Passage for review >>
________________

The media and regulators have heightened their focus on perceived hospice fraud and abuse. A Washington Post article describes how Medicare rules create a booming business in hospice care for people who are not dying, resulting in hospice firms draining money from Medicare. The article focuses on how the number of “hospice survivors” in the United States has risen, attributing the rise in part to hospice companies that earn more by recruiting patients who are not actually dying.
According to The Washington Post’s analysis of more than 1 million hospice patient records over 11 years in California, the proportion of patients who were discharged alive from hospice care rose 50 percent between 2002 and 2012. Longer stays are more profitable, the article states, because hospice companies generally spend more on patients when they begin care and again when the patients are at the end of their lives.
The federal government also is studying hospice length of stay, particularly in the nursing home and assisted living settings. According to a May 1, 2014, study titled “Medicare Hospice Payment Reform: A Review of the Literature (2013 Update),”performed by Abt Associates for the Centers for Medicare and Medicaid Services (CMS), hospice length of stay has increased 48 percent between 1998 and 2008. Although the average length of stay for chronic kidney disease and cancers remained relatively stable during this timeframe, the average length of stay increased significantly for most other diagnoses. The largest increase was for nonspecific diagnoses such as “debility, not otherwise specified,” “adult failure to thrive,” Alzheimer’s disease, and non-Alzheimer’s dementia. According to Abt, some studies also have noted an increased length of stay for hospice patients who live in a nursing home.

________________

Please copy everything from "The media and" down to "not actually dying." in the hospice fraud passage, changing "hospice firms" to "hospice providers".

Information supplied >>
________________

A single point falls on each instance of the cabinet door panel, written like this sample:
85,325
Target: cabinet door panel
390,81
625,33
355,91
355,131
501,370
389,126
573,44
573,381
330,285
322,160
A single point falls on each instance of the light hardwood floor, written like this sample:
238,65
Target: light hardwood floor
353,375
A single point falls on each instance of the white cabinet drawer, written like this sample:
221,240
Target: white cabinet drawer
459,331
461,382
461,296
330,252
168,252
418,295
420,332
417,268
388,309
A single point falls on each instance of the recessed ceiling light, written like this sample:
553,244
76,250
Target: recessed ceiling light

________________

Solution to this problem >>
The media and regulators have heightened their focus on perceived hospice fraud and abuse. A Washington Post article describes how Medicare rules create a booming business in hospice care for people who are not dying, resulting in hospice providers draining money from Medicare. The article focuses on how the number of “hospice survivors” in the United States has risen, attributing the rise in part to hospice companies that earn more by recruiting patients who are not actually dying.